**THE PROBLEM**
Pick out every line of the records that contains the string "positive", matching case exactly, and copy each such line in full.

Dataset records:
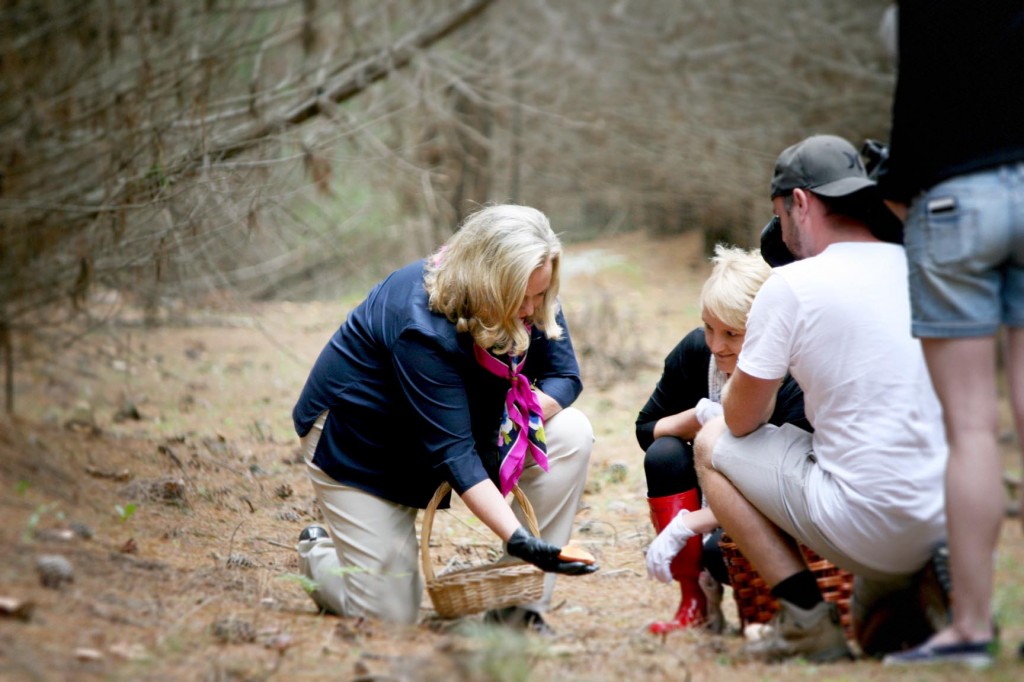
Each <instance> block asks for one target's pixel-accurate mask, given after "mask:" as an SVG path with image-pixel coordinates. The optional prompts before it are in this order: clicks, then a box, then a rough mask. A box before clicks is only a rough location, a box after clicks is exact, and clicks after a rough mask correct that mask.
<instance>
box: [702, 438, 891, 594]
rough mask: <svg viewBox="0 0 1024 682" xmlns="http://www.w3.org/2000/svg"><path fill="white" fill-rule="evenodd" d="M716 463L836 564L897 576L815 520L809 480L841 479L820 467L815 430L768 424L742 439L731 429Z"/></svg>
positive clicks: (860, 574)
mask: <svg viewBox="0 0 1024 682" xmlns="http://www.w3.org/2000/svg"><path fill="white" fill-rule="evenodd" d="M712 466H714V467H715V470H716V471H718V472H720V473H722V474H723V475H724V476H725V477H726V478H728V479H729V480H730V481H732V484H733V485H735V486H736V488H737V489H738V491H739V492H740V493H742V495H743V497H744V498H746V499H748V500H749V501H750V502H751V503H752V504H753V505H754V506H755V507H757V508H758V509H759V510H760V511H761V513H762V514H764V515H765V516H767V517H768V518H769V519H770V520H771V521H772V522H773V523H774V524H775V525H777V526H778V527H780V528H782V529H783V530H784V531H785V532H787V534H788V535H791V536H793V537H794V538H796V539H797V540H798V541H799V542H801V543H803V544H804V545H806V546H807V547H810V548H811V549H812V550H814V551H815V552H817V553H818V554H820V555H821V556H823V557H824V558H826V559H828V560H829V561H831V562H833V563H835V564H836V565H838V566H840V567H842V568H845V569H846V570H849V571H850V572H852V573H855V574H857V576H864V577H868V578H872V579H877V580H882V581H888V580H892V579H893V578H895V577H894V576H892V574H890V573H880V572H879V571H878V569H876V568H871V567H868V566H865V565H863V564H862V563H861V562H860V561H858V560H857V559H856V558H855V557H853V556H850V555H849V554H847V553H846V552H844V551H843V549H842V548H840V547H838V546H837V545H836V543H835V542H833V540H831V539H830V538H829V537H827V536H825V535H823V534H822V532H821V530H820V529H819V528H818V526H817V525H816V524H815V523H814V521H813V520H812V517H811V513H810V509H809V507H808V504H807V501H808V483H809V481H811V480H812V479H814V486H815V488H816V489H822V486H827V485H836V482H835V481H834V480H833V478H831V476H830V475H829V474H828V473H827V472H825V471H824V470H822V469H821V467H819V466H818V463H817V459H816V458H815V457H814V446H813V443H812V436H811V434H810V433H809V432H807V431H805V430H803V429H802V428H800V427H797V426H794V425H793V424H783V425H782V426H773V425H771V424H766V425H764V426H762V427H761V428H759V429H758V430H756V431H754V432H753V433H750V434H748V435H745V436H742V437H739V438H737V437H735V436H733V435H732V434H730V433H729V432H728V431H726V432H725V433H724V434H723V435H722V437H721V438H720V439H719V440H718V442H717V443H716V444H715V452H714V453H713V454H712Z"/></svg>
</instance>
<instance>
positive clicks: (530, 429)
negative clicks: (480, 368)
mask: <svg viewBox="0 0 1024 682" xmlns="http://www.w3.org/2000/svg"><path fill="white" fill-rule="evenodd" d="M473 353H474V354H475V355H476V361H477V363H479V364H480V367H482V368H483V369H485V370H486V371H487V372H490V373H492V374H494V375H495V376H498V377H502V378H507V379H508V380H509V383H511V384H512V387H511V388H510V389H509V392H508V393H507V394H506V395H505V414H504V415H503V416H502V424H501V428H499V431H498V451H499V460H500V461H501V466H500V467H499V470H498V478H499V483H500V487H501V491H502V495H508V494H509V493H510V492H511V491H512V488H513V487H514V486H515V484H516V481H518V480H519V476H520V475H522V469H523V466H524V465H525V461H526V453H527V452H528V453H529V454H530V455H532V456H534V461H535V462H537V464H538V465H539V466H540V467H541V468H542V469H544V470H545V471H547V470H548V451H547V441H546V439H545V435H544V412H543V411H542V410H541V403H540V401H538V399H537V394H536V393H534V389H532V387H531V386H530V385H529V379H528V378H527V377H525V376H523V375H521V374H520V372H521V370H522V366H523V364H524V363H525V361H526V353H523V354H522V355H518V356H512V355H509V356H508V364H506V363H504V361H502V360H501V359H499V358H498V357H496V356H495V355H492V354H490V353H488V352H487V351H486V350H484V349H483V348H481V347H480V346H478V345H476V344H475V343H474V344H473Z"/></svg>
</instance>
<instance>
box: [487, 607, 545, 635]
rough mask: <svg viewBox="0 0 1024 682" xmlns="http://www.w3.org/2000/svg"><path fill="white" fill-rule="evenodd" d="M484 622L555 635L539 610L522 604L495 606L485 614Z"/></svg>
mask: <svg viewBox="0 0 1024 682" xmlns="http://www.w3.org/2000/svg"><path fill="white" fill-rule="evenodd" d="M483 622H484V623H487V624H490V625H500V626H505V627H506V628H513V629H516V630H526V631H529V632H534V633H537V634H539V635H554V634H555V631H554V630H552V629H551V626H549V625H548V624H547V623H545V622H544V617H542V616H541V614H540V613H538V612H537V611H532V610H530V609H528V608H523V607H522V606H506V607H505V608H494V609H490V610H489V611H487V612H486V613H484V614H483Z"/></svg>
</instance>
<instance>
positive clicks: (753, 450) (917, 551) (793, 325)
mask: <svg viewBox="0 0 1024 682" xmlns="http://www.w3.org/2000/svg"><path fill="white" fill-rule="evenodd" d="M771 197H772V206H773V208H774V210H775V214H776V215H777V216H778V217H779V220H780V224H781V231H782V239H783V242H784V243H785V245H786V247H787V248H788V250H790V251H791V252H792V253H793V254H794V256H795V257H796V258H797V260H796V261H795V262H793V263H790V264H787V265H783V266H780V267H776V268H775V269H774V270H772V274H771V276H770V278H768V281H767V282H765V284H764V285H763V286H762V287H761V289H760V291H758V294H757V296H756V297H755V299H754V304H753V306H752V307H751V312H750V316H749V317H748V323H746V336H745V338H744V339H743V346H742V350H741V352H740V354H739V359H738V360H737V364H736V370H735V372H733V374H732V377H731V378H730V379H729V382H728V383H727V384H726V387H725V389H724V390H723V395H722V407H723V411H724V420H722V419H716V420H713V421H710V422H708V423H707V424H705V426H703V428H701V429H700V432H699V433H698V434H697V437H696V441H695V443H694V449H695V453H696V460H697V472H698V476H699V480H700V485H701V488H702V489H703V492H705V495H706V496H707V498H708V501H709V504H710V505H711V508H712V510H713V511H714V512H715V515H716V516H717V518H718V520H719V521H720V522H721V524H722V526H723V527H724V528H725V530H726V531H727V532H728V534H729V535H730V536H731V538H732V539H733V540H734V541H735V543H736V545H737V547H738V548H739V549H740V551H741V552H742V553H743V554H744V556H745V557H746V558H748V559H749V560H750V561H751V563H752V564H753V565H754V566H755V567H756V568H757V570H758V572H759V573H760V574H761V577H762V578H763V579H764V580H765V582H766V583H767V584H768V586H769V587H770V588H771V592H772V595H773V596H774V597H775V598H776V600H777V601H778V604H779V609H778V611H777V612H776V614H775V616H774V619H773V621H772V624H771V627H770V628H769V631H768V634H767V636H766V637H765V638H764V639H762V640H759V641H757V642H752V643H751V644H749V645H746V646H745V647H744V653H745V654H746V655H748V656H749V657H751V658H756V659H762V660H778V659H783V658H787V657H793V656H804V657H806V658H808V659H811V660H816V662H827V660H834V659H837V658H843V657H848V656H850V655H851V651H850V649H849V647H848V644H847V640H846V636H845V634H844V631H843V628H842V626H841V624H840V615H839V612H838V609H837V606H836V604H834V603H830V602H826V601H824V600H823V598H822V594H821V591H820V589H819V587H818V584H817V581H816V579H815V576H814V573H813V572H812V571H811V570H810V569H809V568H808V566H807V563H806V561H805V559H804V556H803V553H802V552H801V550H800V549H799V545H798V542H799V543H801V544H803V545H806V546H807V547H809V548H810V549H812V550H814V551H815V552H817V553H818V554H819V555H821V556H823V557H824V558H826V559H828V560H829V561H831V562H833V563H835V564H836V565H838V566H840V567H841V568H844V569H846V570H848V571H850V572H852V573H853V574H854V577H855V578H854V595H853V605H852V609H851V610H852V613H851V615H852V621H853V625H854V633H855V636H856V638H857V641H858V643H859V644H860V647H861V649H862V650H863V651H864V652H865V653H868V654H880V653H885V652H887V651H888V650H893V649H895V648H901V647H904V646H907V645H912V644H915V643H918V642H921V641H923V640H924V639H926V638H927V637H928V636H930V635H931V634H932V633H933V632H934V631H935V630H936V629H937V628H938V627H940V626H941V622H943V620H944V617H945V615H946V613H945V610H944V599H943V597H944V595H943V594H942V592H941V590H940V589H939V588H940V585H939V584H938V582H937V581H936V580H935V578H936V577H935V574H934V571H933V570H931V569H929V566H930V558H932V556H933V552H934V551H935V548H936V547H937V546H938V545H939V544H940V543H941V542H942V541H943V540H944V536H945V516H944V513H943V499H942V475H943V471H944V468H945V462H946V446H945V440H944V438H943V432H942V415H941V410H940V407H939V402H938V400H937V398H936V396H935V393H934V391H933V390H932V386H931V382H930V379H929V376H928V370H927V368H926V366H925V358H924V355H923V353H922V350H921V344H920V342H919V341H918V340H915V339H913V338H912V337H911V336H910V332H909V318H910V305H909V300H908V298H907V296H906V295H905V291H906V284H905V278H906V259H905V257H904V255H903V248H902V247H901V246H899V245H898V244H891V243H886V242H883V241H882V240H880V239H879V238H878V237H876V235H874V233H872V225H870V224H868V223H867V222H865V221H864V220H863V218H861V217H858V216H863V215H874V214H876V212H874V211H873V210H870V209H872V208H873V207H874V206H878V205H879V204H881V199H880V197H879V196H878V194H877V191H876V187H874V182H873V181H872V180H870V179H868V178H867V176H866V174H865V172H864V168H863V164H862V162H861V160H860V158H859V155H858V154H857V152H856V150H854V147H853V146H852V145H851V144H850V143H849V142H848V141H846V140H845V139H842V138H840V137H836V136H834V135H814V136H812V137H809V138H807V139H805V140H803V141H801V142H799V143H798V144H795V145H793V146H791V147H788V148H786V150H785V151H783V152H782V154H781V155H780V156H779V157H778V160H777V161H776V163H775V172H774V176H773V178H772V183H771ZM865 204H866V205H869V206H867V207H865ZM787 372H788V373H791V374H792V375H793V377H794V379H796V380H797V382H798V383H799V384H800V386H801V388H803V390H804V404H805V409H806V411H807V418H808V420H809V421H810V422H811V424H812V425H813V426H814V433H813V434H811V433H809V432H807V431H805V430H803V429H799V428H797V427H795V426H793V425H791V424H783V425H781V426H774V425H771V424H766V421H767V419H768V416H769V415H770V414H771V412H772V409H773V408H774V406H775V402H776V400H777V394H778V388H779V386H780V384H781V382H782V380H783V378H784V377H785V375H786V373H787ZM928 597H931V599H926V598H928Z"/></svg>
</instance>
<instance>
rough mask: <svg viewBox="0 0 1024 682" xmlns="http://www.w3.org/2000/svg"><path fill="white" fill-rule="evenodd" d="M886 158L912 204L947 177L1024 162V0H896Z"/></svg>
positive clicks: (903, 199) (896, 189)
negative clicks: (932, 186)
mask: <svg viewBox="0 0 1024 682" xmlns="http://www.w3.org/2000/svg"><path fill="white" fill-rule="evenodd" d="M898 7H899V10H898V11H899V17H898V33H899V36H898V47H899V63H898V67H897V68H898V76H897V83H896V93H895V96H894V98H893V111H892V114H893V117H892V134H891V139H890V150H889V159H888V161H887V162H886V164H885V165H884V166H883V167H882V172H881V173H880V175H879V185H880V186H881V187H882V190H883V193H884V194H885V196H886V197H887V198H888V199H894V200H898V201H901V202H903V203H909V202H910V201H911V200H912V199H913V198H914V197H915V196H916V195H918V194H919V193H921V191H924V190H926V189H928V188H930V187H932V186H933V185H935V184H936V183H938V182H940V181H942V180H945V179H947V178H950V177H953V176H957V175H962V174H967V173H972V172H976V171H980V170H984V169H987V168H993V167H996V166H1000V165H1004V164H1009V163H1016V162H1020V161H1024V4H1022V3H1021V1H1020V0H987V1H986V2H984V3H968V2H963V1H957V0H901V1H900V2H899V5H898Z"/></svg>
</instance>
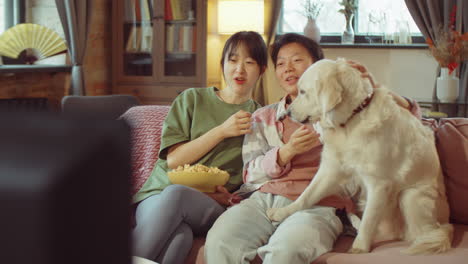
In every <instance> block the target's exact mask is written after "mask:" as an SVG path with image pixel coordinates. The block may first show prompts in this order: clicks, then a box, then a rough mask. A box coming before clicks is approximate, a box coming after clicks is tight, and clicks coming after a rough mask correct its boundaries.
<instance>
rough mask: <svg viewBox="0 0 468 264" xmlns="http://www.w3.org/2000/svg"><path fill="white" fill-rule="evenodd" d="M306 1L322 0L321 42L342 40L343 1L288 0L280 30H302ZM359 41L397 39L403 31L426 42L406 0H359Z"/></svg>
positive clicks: (283, 11) (357, 27) (300, 31)
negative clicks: (412, 17)
mask: <svg viewBox="0 0 468 264" xmlns="http://www.w3.org/2000/svg"><path fill="white" fill-rule="evenodd" d="M305 1H312V2H321V3H322V4H323V6H322V9H321V11H320V13H319V15H318V17H317V25H318V27H319V28H320V32H321V35H322V42H339V41H340V36H341V32H342V31H343V29H344V25H345V17H344V15H343V14H342V13H340V12H338V10H339V9H341V8H342V6H341V5H340V4H339V3H340V2H341V0H288V1H283V3H286V2H287V4H285V5H284V6H283V9H282V14H281V16H280V21H279V28H278V33H279V34H282V33H287V32H297V33H302V32H303V29H304V26H305V25H306V23H307V19H306V17H305V14H304V11H303V10H304V3H305ZM354 32H355V35H356V38H355V40H356V42H358V43H359V42H361V43H375V42H380V43H381V42H385V41H386V42H387V43H390V42H391V43H393V42H398V36H399V34H400V32H410V34H411V36H412V37H413V40H416V41H417V42H423V41H424V39H423V38H422V35H421V32H420V31H419V29H418V27H417V26H416V24H415V22H414V20H413V18H412V17H411V15H410V13H409V11H408V9H407V8H406V4H405V1H404V0H379V1H375V0H359V1H358V10H357V11H356V14H355V17H354Z"/></svg>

**TASK ANSWER**
positive clicks: (860, 574)
positive clicks: (530, 429)
positive clicks: (753, 450) (917, 551) (793, 325)
positive clicks: (903, 199) (896, 189)
positive clicks: (283, 11) (357, 27) (300, 31)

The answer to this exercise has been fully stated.